* **AIM OF THE EXERCISE**:
Write out exactly, please, the lines from the one containing "# Task: detect the chopped" to the end of the material.
#####
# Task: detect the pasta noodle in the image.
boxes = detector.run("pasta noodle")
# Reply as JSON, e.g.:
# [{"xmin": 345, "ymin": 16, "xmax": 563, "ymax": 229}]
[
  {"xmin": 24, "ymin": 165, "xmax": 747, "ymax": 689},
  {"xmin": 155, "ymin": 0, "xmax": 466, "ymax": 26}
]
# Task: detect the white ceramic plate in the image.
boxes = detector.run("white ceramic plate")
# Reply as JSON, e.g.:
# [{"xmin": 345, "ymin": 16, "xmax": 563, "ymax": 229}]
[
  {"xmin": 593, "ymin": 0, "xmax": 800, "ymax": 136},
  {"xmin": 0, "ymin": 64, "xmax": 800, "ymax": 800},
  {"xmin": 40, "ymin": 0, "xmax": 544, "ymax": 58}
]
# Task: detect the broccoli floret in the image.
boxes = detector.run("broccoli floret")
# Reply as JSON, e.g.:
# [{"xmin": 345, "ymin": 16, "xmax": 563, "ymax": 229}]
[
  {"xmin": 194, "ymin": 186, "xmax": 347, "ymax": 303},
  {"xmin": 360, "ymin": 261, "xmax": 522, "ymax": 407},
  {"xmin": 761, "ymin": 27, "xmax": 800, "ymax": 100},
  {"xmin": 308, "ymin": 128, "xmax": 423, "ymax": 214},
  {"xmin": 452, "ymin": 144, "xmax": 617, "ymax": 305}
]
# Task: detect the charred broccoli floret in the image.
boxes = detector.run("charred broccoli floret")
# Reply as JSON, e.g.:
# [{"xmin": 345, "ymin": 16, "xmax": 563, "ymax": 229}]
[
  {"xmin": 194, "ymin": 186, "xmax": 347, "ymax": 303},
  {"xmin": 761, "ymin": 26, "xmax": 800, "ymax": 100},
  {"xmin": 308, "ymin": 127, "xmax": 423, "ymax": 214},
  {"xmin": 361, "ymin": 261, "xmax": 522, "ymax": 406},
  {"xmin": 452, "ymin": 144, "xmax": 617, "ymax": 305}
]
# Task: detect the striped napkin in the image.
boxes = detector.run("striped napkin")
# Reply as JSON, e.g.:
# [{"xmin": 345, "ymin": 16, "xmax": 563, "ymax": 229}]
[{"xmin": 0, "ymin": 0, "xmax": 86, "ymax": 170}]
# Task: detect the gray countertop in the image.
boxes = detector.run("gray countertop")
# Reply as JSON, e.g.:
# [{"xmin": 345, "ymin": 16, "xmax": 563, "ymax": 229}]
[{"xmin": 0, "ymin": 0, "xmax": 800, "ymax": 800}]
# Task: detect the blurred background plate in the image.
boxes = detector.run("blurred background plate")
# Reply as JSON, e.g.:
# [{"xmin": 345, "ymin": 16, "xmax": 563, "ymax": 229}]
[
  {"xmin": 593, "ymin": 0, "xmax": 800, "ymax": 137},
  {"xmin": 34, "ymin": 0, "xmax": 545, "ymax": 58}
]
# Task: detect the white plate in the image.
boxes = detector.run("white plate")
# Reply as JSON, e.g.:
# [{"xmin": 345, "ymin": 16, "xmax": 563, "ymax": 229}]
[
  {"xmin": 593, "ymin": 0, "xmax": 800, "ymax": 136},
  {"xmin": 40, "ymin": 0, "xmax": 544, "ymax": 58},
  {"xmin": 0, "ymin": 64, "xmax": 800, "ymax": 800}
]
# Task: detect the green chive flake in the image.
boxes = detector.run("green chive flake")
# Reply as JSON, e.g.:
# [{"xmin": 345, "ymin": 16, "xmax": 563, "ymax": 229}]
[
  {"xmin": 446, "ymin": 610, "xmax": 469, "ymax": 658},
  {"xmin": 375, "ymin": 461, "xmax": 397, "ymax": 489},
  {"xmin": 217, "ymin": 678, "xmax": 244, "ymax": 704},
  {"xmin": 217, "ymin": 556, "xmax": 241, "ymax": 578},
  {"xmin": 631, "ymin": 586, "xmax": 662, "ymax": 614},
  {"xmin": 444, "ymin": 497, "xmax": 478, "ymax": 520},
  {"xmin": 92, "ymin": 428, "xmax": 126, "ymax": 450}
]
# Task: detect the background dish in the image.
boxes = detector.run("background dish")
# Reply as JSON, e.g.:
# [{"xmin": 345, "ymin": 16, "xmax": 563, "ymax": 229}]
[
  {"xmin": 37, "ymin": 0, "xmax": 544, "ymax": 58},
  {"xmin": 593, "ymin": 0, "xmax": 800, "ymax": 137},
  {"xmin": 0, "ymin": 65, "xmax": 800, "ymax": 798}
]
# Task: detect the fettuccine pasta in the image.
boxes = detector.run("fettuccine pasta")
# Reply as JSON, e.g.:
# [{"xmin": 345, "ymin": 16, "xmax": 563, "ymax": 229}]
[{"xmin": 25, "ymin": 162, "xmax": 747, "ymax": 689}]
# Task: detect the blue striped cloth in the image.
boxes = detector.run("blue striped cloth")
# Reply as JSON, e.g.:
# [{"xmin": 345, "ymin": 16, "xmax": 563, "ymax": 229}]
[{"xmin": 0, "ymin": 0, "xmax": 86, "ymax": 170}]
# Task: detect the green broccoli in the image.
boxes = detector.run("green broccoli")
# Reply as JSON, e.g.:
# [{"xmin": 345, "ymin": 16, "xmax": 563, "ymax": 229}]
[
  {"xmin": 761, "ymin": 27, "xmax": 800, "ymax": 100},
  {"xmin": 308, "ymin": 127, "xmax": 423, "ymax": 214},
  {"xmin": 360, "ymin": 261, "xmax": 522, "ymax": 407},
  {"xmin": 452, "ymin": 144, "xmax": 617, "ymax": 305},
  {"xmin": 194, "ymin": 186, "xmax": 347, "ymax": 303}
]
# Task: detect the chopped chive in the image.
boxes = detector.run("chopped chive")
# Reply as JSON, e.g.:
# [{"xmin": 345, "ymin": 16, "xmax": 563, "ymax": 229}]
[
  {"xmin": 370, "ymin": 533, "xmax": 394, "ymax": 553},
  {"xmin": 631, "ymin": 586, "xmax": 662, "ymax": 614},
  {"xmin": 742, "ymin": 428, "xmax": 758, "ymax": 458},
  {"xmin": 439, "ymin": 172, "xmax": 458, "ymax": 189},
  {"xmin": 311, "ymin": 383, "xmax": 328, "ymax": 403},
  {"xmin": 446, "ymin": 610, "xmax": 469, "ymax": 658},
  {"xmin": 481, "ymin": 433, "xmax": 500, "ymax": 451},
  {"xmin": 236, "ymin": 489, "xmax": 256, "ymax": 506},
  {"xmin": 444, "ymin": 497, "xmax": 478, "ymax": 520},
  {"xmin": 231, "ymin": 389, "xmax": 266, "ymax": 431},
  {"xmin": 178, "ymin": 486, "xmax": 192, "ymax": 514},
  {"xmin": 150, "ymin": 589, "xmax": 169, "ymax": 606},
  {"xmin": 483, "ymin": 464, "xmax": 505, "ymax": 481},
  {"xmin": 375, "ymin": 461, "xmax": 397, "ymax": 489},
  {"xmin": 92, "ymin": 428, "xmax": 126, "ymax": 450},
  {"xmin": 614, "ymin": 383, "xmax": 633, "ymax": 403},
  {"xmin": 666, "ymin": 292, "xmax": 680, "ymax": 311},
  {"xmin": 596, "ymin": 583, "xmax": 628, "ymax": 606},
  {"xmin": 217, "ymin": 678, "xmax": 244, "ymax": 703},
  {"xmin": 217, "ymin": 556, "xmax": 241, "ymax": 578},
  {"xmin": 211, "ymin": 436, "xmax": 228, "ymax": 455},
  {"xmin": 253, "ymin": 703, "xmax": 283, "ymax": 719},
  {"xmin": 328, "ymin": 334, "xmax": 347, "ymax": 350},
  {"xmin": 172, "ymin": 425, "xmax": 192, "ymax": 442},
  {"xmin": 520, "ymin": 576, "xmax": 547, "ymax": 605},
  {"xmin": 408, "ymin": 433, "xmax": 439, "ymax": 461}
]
#####
* **TASK ANSWER**:
# Task: detect the chopped chive in the image.
boxes = detector.run("chopped chive")
# Reply as JSON, e.g.:
# [{"xmin": 345, "ymin": 16, "xmax": 563, "ymax": 229}]
[
  {"xmin": 370, "ymin": 533, "xmax": 394, "ymax": 553},
  {"xmin": 631, "ymin": 586, "xmax": 662, "ymax": 614},
  {"xmin": 742, "ymin": 428, "xmax": 758, "ymax": 458},
  {"xmin": 439, "ymin": 172, "xmax": 458, "ymax": 189},
  {"xmin": 311, "ymin": 383, "xmax": 328, "ymax": 403},
  {"xmin": 446, "ymin": 610, "xmax": 469, "ymax": 658},
  {"xmin": 481, "ymin": 433, "xmax": 500, "ymax": 451},
  {"xmin": 236, "ymin": 489, "xmax": 256, "ymax": 506},
  {"xmin": 444, "ymin": 497, "xmax": 478, "ymax": 520},
  {"xmin": 231, "ymin": 389, "xmax": 266, "ymax": 431},
  {"xmin": 178, "ymin": 486, "xmax": 192, "ymax": 514},
  {"xmin": 150, "ymin": 589, "xmax": 169, "ymax": 606},
  {"xmin": 483, "ymin": 464, "xmax": 505, "ymax": 481},
  {"xmin": 375, "ymin": 461, "xmax": 397, "ymax": 489},
  {"xmin": 92, "ymin": 428, "xmax": 126, "ymax": 450},
  {"xmin": 614, "ymin": 383, "xmax": 633, "ymax": 403},
  {"xmin": 666, "ymin": 292, "xmax": 680, "ymax": 311},
  {"xmin": 596, "ymin": 583, "xmax": 628, "ymax": 606},
  {"xmin": 217, "ymin": 678, "xmax": 244, "ymax": 703},
  {"xmin": 217, "ymin": 556, "xmax": 241, "ymax": 578},
  {"xmin": 211, "ymin": 436, "xmax": 228, "ymax": 455},
  {"xmin": 253, "ymin": 703, "xmax": 283, "ymax": 719},
  {"xmin": 328, "ymin": 334, "xmax": 347, "ymax": 350},
  {"xmin": 172, "ymin": 425, "xmax": 192, "ymax": 442},
  {"xmin": 520, "ymin": 576, "xmax": 547, "ymax": 605},
  {"xmin": 408, "ymin": 433, "xmax": 439, "ymax": 461}
]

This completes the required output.